**Data to use**
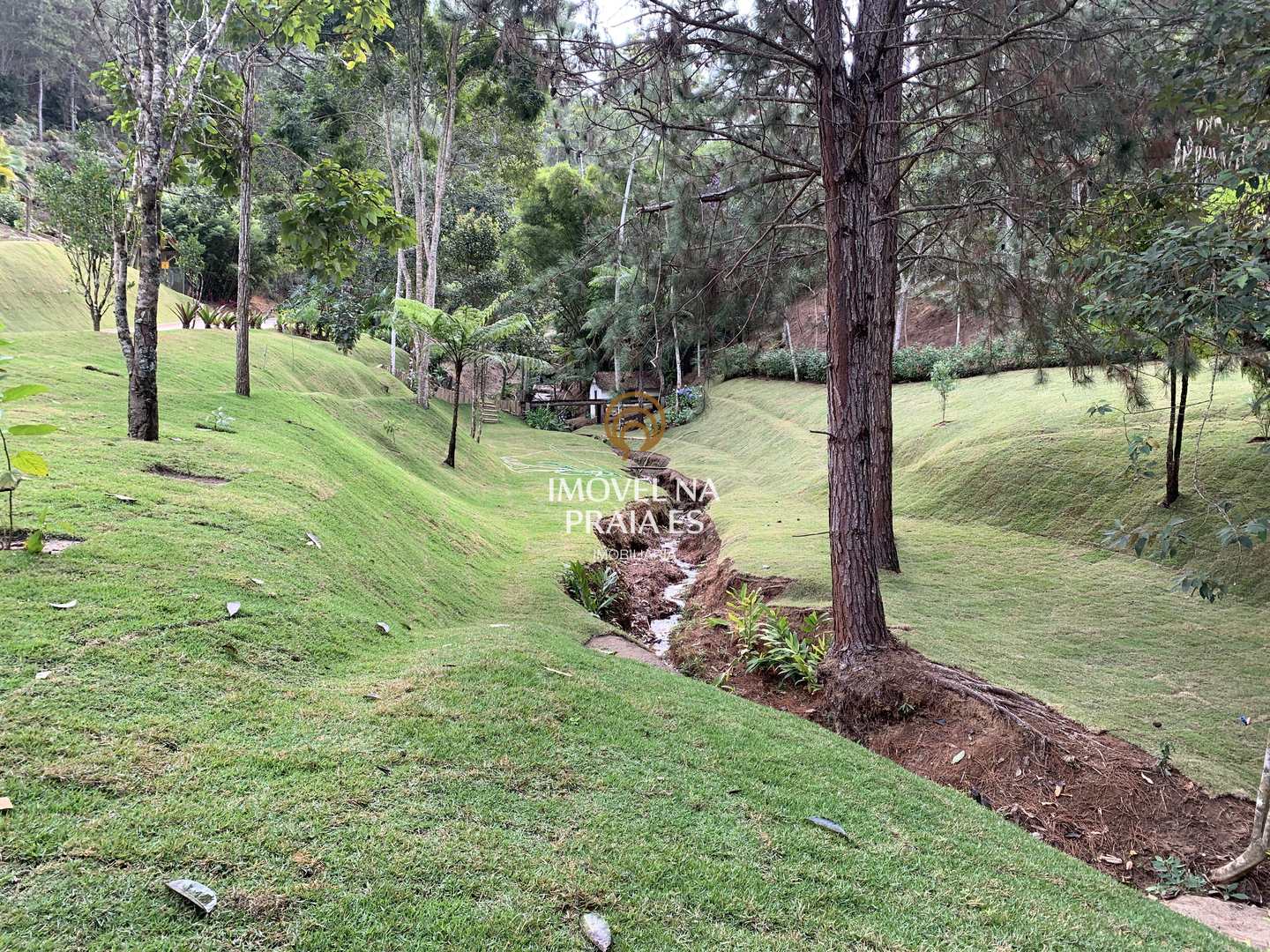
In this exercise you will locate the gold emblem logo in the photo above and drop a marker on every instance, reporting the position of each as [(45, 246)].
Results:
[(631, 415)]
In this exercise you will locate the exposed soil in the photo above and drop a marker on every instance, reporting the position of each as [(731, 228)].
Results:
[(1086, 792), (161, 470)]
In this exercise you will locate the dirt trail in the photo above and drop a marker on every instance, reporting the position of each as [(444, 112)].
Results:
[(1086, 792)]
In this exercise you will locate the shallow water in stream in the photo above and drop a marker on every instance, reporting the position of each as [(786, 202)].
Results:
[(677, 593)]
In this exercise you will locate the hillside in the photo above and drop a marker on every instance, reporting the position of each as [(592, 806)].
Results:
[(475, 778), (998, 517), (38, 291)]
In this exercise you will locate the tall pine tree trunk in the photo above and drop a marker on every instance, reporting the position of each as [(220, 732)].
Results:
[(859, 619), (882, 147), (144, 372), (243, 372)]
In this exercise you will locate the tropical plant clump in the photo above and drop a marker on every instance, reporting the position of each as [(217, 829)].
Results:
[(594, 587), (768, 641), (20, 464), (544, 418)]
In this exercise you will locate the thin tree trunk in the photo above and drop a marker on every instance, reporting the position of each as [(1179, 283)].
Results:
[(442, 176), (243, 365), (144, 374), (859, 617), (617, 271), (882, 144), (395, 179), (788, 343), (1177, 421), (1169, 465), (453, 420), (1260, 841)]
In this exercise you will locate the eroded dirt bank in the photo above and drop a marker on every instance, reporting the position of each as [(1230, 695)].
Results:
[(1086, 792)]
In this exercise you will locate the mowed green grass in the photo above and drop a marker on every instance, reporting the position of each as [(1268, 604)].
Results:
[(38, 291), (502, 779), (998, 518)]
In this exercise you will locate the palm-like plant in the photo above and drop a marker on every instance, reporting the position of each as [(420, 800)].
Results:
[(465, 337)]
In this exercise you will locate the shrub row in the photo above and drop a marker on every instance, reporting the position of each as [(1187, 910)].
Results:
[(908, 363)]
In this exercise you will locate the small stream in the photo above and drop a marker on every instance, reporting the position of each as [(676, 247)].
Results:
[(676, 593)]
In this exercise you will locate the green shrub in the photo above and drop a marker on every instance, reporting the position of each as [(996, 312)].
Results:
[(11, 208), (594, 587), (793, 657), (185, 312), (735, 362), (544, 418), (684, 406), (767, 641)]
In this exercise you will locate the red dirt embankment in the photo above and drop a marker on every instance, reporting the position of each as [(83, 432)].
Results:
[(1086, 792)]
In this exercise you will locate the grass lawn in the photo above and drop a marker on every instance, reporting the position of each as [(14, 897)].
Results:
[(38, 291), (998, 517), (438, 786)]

**Exercise requirements**
Retype the lines above exactly, no pictures.

**Result for this task**
In this exercise you will locate the gold emblem logo in the photo above and drop a marker on every instance, reporting the position of each as [(45, 246)].
Results:
[(631, 415)]
In this exercise you will locate the exposed soil in the photo above and drop a marker on every instance, reporting the position of each as [(731, 228)].
Results:
[(1086, 792), (161, 470)]
In this exercise you will locate the dirt trail in the photo above and drop a marker on every instance, reporting the position of each as [(444, 112)].
Results:
[(1086, 792)]
In this exercise you will locate the shallow water in stream in the photo above and drop a marker on every instance, reporting the position of each as [(786, 202)].
Results:
[(677, 593)]
In this exercise you will locate the hillside in the photo above and drop a marker on every instance, reporting the position of each as [(592, 806)].
Results:
[(475, 778), (998, 517), (38, 291)]
In this exercise you will locate the tall pine tree trunk in the photo above and drop a marker on every instance, reporting the position of each as [(220, 732)].
Results:
[(859, 619), (882, 147), (144, 372), (243, 372)]
In this exercise you will locate the tropical plant clump in the photo above and drop a marker on every instance, reporting the position of each as [(217, 829)].
Results:
[(594, 587), (768, 641), (20, 464), (544, 418)]
In this exercise you will locate the thin tree trunk in the photo above and drop a marker on every instance, reporting the position of each as [(1179, 283)].
Results:
[(442, 176), (243, 365), (144, 374), (859, 617), (617, 271), (882, 144), (395, 179), (788, 343), (1177, 421), (1169, 465), (453, 420), (1260, 841)]
In this exercise you will locate the eroded dirt bank in the photo above and drop a marker on every instance, reporting the position of each as [(1230, 695)].
Results:
[(1086, 792)]
In this exercise you will locate the mowed green grass in the photo above and drop a marker on every instance, reporting the position of each as [(1268, 604)].
Results:
[(38, 291), (502, 779), (998, 518)]
In this exercise you will locate the palm-like plant in the photo above and drop a marker on every instance, reporting the position of each as [(420, 800)].
Results:
[(465, 337)]
In this exercise you will locate the shrub row in the photo above and drop a marker on every instance, reporting the position of each as [(1187, 910)].
Results:
[(908, 363)]
In this exercise you will locate the small stream in the photo above and drop a marker on every instance, reporting the position of each as [(676, 247)].
Results:
[(676, 593)]
In this exercise you will locate the green shrub in the photo above and drop a marker on every instance, reporting the position of each as [(996, 312)].
Results:
[(11, 208), (594, 587), (793, 657), (185, 312), (735, 362), (544, 418), (684, 406), (767, 641)]
In this exercise you will locate the red dirt embankment in the photo above and drop a marker on every instance, reporting the position of each as [(83, 432)].
Results:
[(1086, 792)]
In this exercise you will locate the grass lawn in the photo above and drop a marker on every instance, reporting the position of each as [(14, 897)].
Results:
[(38, 291), (998, 517), (438, 786)]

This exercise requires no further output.